TEKSTFRAGMENT:
※ ※ ※
De complexiteit van de werkingssfeeromschrijving(en) in de Metaal en Techniek heeft de afgelopen jaren geleid tot vele juridische procedures tussen de Metaalfondsen en aangeschreven werkgevers. Recent heeft de Hoge Raad geoordeeld in de zaak van de Metaalfondsen tegen Unis Group Technical Services BV (UTSS).[1] Inzet van de procedure was de vraag of UTSS valt onder de werkingssfeer van de bedrijfstakregelingen in de Metaal en Techniek (de MT-regelingen) en uit dien hoofde (pensioen)premies dient af te dragen. Nadat in eerste aanleg de vorderingen van de Metaalfondsen zijn toegewezen, heeft het Hof Den Haag het vonnis van de kantonrechter vernietigd.[2]
Met betrekking tot het hoofdzakelijkheidscriterium in de Metaal en Techniek overweegt de Hoge Raad in deze zaak dat op grond van de tekst van de werkingssfeerbepalingen beslissend is of het aantal overeengekomen arbeidsuren van de in dienst zijnde werknemers die betrokken zijn bij de werkzaamheden zoals uitgeoefend in de omschreven takken van bedrijf, groter is dan het aantal overeengekomen arbeidsuren van de in dienst zijnde werknemers die betrokken zijn bij werkzaamheden uitgeoefend in enige andere tak van bedrijf.
Uit deze omschrijving volgt volgens de Hoge Raad dat “eerst dient te worden nagegaan welke werknemers betrokken zijn bij de in de regelingen omschreven werkzaamheden. Vervolgens dient te worden nagegaan hoeveel arbeidsuren de werkgever in totaal met deze werknemers is overeengekomen, ongeacht dus of deze werknemers gedurende al hun arbeidsuren bij deze werkzaamheden zijn betrokken (die eis wordt immers in de omschrijving niet gesteld). Daarna dient een vergelijking te worden gemaakt met het totale aantal overeengekomen arbeidsuren van de in dienst zijnde werknemers die betrokken zijn bij werkzaamheden uitgeoefend in enige andere tak van bedrijf.” Metaal en Techniek klaagt volgens de Hoge Raad terecht dat het hof is uitgegaan van een andere (lees: onjuiste) maatstaf, door de hoeveelheid arbeidsuren en dus de totale werktijd (het aantal betrokken fte’s) die de in dienst zijnde werknemers besteden aan de in de MT-regelingen omschreven werkzaamheden, beslissend te achten. In het verlengde hiervan acht de Hoge Raad de door het hof gegeven uitleg in de praktijk moeilijk toepasbaar, nu die uitleg zou meebrengen dat in beginsel met betrekking tot alle werknemers individueel zal moeten worden nagegaan hoeveel uren zij besteden aan de in de MT-regelingen genoemde werkzaamheden.
※ ※ ※
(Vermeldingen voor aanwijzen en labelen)
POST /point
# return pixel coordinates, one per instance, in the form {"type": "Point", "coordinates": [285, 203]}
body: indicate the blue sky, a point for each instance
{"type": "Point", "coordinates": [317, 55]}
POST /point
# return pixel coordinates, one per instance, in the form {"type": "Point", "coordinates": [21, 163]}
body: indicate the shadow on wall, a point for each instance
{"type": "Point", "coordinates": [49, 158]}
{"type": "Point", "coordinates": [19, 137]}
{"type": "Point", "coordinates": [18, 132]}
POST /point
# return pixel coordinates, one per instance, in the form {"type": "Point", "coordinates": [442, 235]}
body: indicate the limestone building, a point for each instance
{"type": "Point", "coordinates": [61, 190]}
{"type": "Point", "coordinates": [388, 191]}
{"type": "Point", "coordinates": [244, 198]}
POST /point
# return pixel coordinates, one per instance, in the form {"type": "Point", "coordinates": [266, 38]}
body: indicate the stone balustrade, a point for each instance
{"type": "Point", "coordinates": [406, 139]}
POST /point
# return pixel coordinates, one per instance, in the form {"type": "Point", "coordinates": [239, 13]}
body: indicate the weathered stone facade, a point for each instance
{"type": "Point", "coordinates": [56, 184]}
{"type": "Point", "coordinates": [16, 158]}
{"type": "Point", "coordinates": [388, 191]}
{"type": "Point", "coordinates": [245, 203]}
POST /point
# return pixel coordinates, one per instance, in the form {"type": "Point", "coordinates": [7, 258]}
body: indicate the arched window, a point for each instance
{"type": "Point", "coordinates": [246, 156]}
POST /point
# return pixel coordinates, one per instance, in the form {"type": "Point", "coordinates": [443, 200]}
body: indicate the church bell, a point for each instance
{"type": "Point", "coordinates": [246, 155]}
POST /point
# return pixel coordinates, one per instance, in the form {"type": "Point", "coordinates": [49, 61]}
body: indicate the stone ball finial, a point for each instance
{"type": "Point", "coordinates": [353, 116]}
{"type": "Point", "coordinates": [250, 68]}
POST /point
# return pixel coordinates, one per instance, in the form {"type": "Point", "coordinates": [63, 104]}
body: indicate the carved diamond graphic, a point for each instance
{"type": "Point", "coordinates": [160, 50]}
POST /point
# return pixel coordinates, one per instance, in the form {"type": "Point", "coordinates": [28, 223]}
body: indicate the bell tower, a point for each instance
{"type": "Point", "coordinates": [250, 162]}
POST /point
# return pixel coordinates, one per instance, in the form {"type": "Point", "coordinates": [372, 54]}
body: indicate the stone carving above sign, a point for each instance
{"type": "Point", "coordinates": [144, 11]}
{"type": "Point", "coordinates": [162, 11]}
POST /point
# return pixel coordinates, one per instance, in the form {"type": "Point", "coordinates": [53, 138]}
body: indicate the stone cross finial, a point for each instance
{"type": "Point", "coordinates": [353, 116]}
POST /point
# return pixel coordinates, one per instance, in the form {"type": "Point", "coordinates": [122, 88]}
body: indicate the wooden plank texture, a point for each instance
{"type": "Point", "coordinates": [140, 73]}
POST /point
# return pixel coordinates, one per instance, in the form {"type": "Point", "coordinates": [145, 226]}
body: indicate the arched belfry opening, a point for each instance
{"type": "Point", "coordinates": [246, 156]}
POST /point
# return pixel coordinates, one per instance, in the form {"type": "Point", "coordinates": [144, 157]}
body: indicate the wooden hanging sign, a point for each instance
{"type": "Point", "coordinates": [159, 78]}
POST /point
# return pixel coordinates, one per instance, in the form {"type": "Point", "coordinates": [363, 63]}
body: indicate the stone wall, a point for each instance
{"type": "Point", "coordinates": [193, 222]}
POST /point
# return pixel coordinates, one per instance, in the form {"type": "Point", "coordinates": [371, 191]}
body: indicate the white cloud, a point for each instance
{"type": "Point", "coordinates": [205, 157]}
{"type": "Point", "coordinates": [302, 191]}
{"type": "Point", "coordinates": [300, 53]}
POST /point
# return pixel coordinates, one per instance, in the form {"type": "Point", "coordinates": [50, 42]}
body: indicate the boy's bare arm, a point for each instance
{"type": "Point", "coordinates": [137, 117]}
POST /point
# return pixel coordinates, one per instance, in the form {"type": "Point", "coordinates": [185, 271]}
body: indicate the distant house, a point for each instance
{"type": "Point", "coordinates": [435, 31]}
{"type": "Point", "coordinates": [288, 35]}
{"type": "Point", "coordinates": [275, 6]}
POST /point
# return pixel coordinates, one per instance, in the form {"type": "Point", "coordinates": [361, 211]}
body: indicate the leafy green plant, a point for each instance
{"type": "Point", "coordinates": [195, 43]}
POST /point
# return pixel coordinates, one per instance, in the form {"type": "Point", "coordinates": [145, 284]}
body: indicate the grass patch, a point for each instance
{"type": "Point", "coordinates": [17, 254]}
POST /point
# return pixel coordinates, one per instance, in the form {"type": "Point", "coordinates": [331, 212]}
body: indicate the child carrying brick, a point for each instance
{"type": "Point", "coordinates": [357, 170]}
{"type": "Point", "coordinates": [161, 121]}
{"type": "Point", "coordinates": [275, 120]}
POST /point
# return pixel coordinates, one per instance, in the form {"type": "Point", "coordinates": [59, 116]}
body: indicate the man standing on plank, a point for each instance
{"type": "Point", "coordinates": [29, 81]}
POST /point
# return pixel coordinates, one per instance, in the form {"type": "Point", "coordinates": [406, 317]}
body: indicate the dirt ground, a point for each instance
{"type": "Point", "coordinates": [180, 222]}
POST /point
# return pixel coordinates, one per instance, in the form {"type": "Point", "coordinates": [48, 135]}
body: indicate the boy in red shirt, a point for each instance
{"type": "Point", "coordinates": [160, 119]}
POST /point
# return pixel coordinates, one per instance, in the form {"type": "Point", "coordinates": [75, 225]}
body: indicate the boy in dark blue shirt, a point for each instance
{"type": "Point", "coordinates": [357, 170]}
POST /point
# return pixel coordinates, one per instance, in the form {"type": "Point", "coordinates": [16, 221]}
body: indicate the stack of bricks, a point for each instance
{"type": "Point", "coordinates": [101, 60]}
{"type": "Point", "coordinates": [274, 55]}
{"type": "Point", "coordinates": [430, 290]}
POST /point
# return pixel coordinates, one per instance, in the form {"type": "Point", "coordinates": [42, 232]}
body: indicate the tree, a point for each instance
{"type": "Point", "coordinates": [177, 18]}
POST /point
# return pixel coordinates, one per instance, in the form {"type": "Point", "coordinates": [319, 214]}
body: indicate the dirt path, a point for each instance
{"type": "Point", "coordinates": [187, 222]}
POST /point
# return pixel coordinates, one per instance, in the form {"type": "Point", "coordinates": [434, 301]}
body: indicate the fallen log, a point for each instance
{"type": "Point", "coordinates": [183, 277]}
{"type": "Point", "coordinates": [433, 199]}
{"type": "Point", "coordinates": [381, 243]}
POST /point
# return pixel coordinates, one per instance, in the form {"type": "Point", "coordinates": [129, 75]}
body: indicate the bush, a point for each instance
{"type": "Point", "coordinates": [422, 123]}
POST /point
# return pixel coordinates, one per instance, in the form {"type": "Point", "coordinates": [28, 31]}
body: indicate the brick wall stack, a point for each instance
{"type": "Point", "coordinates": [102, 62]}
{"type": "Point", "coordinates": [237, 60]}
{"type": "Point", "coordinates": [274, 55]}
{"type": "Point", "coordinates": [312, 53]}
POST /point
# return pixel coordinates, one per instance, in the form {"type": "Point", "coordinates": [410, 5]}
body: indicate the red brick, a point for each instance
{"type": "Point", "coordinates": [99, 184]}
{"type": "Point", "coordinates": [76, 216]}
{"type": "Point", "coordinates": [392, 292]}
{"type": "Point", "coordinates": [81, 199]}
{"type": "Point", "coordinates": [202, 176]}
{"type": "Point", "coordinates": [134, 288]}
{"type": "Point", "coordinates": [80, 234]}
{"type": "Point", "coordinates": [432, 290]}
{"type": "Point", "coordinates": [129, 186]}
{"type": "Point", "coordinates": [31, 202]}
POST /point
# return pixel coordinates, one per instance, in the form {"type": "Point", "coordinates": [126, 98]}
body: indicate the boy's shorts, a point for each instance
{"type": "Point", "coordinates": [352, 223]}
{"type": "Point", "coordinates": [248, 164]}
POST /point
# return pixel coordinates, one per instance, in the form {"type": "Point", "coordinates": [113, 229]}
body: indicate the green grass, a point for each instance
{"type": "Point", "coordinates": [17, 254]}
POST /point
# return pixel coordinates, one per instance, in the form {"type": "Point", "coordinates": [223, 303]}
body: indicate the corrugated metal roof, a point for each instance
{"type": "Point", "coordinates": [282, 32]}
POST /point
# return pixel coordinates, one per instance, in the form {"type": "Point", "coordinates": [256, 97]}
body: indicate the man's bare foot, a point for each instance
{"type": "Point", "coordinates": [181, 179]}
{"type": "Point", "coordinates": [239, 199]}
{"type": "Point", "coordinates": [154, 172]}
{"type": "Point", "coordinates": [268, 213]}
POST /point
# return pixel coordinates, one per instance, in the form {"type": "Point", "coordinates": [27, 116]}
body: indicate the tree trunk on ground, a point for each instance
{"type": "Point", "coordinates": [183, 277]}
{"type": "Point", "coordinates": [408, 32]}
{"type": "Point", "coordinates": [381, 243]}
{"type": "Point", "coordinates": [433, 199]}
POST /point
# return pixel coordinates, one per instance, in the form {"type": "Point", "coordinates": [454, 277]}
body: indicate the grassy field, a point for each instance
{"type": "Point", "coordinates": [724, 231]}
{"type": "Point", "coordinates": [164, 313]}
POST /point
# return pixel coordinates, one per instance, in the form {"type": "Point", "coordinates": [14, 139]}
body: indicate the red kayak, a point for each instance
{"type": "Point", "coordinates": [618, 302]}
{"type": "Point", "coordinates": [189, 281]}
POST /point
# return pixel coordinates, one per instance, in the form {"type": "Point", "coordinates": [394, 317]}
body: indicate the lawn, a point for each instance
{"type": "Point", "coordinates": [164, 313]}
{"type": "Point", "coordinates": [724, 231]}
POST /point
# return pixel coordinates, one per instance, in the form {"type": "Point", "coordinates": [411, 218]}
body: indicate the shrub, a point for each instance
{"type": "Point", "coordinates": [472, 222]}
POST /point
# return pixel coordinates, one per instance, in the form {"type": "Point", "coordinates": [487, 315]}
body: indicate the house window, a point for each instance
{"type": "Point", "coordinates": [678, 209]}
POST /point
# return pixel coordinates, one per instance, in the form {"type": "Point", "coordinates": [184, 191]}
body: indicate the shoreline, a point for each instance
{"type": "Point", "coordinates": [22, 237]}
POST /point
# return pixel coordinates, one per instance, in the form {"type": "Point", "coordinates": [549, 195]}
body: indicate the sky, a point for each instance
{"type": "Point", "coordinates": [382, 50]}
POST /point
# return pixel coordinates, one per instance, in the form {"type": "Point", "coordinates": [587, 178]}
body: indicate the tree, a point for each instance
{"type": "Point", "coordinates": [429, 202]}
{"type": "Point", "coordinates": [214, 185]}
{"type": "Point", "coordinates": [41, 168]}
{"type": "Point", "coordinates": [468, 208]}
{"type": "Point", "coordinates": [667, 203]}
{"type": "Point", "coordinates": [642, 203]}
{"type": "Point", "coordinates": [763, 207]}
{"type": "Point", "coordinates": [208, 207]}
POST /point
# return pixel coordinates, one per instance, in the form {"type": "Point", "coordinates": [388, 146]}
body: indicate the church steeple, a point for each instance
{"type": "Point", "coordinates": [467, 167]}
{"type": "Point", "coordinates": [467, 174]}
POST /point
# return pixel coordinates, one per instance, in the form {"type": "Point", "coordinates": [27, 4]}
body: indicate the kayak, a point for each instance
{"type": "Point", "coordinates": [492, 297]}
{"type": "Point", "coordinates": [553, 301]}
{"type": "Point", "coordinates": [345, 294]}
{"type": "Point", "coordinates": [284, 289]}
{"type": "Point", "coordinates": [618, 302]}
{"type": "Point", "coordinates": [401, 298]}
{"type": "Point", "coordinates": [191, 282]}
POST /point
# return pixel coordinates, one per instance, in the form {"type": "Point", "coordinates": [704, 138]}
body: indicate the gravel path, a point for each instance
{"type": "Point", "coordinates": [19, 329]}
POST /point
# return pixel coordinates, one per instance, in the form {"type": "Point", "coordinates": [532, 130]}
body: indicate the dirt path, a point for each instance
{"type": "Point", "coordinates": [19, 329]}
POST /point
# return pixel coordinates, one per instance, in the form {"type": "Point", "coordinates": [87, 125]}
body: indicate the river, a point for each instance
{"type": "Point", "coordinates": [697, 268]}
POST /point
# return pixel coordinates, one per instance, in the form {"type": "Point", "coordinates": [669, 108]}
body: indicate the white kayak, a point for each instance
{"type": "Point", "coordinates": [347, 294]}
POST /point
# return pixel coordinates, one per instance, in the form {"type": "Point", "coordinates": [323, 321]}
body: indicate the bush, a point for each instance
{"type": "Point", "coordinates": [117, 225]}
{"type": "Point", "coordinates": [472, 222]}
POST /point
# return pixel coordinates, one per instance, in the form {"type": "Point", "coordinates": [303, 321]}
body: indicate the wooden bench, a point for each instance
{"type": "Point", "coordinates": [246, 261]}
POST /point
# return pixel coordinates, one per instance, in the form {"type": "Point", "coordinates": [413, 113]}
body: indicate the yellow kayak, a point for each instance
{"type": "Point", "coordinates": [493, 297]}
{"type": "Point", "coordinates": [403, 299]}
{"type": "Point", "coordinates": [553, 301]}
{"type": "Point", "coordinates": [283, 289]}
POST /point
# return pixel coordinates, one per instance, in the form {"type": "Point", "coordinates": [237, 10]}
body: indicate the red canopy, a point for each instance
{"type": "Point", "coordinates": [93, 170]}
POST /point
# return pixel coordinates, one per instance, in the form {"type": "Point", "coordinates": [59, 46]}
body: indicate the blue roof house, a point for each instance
※ ※ ※
OPDRACHT: Herschrijf de alinea van het tekstfragment die begint met „De complexiteit van de werkingssfeeromschrijving(en)” als een beknopte opsomming. Behoud daarbij de belangrijkste feiten. De vermeldingen zijn afkomstig uit een andere bron.

JUISTE ANTWOORD:
- De complexe werkingssfeeromschrijvingen in de Metaal en Techniek hebben de afgelopen jaren geleid tot veel juridische procedures tussen de Metaalfondsen en aangeschreven werkgevers.
- De Hoge Raad heeft recent geoordeeld in de zaak van de Metaalfondsen tegen Unis Group Technical Services BV (UTSS).
- Het ging om de vraag of UTSS onder de werkingssfeer van de MT-regelingen valt en daarom (pensioen)premies moet afdragen.
- In eerste aanleg zijn de vorderingen van de Metaalfondsen toegewezen. Het Hof Den Haag heeft het vonnis van de kantonrechter daarna vernietigd.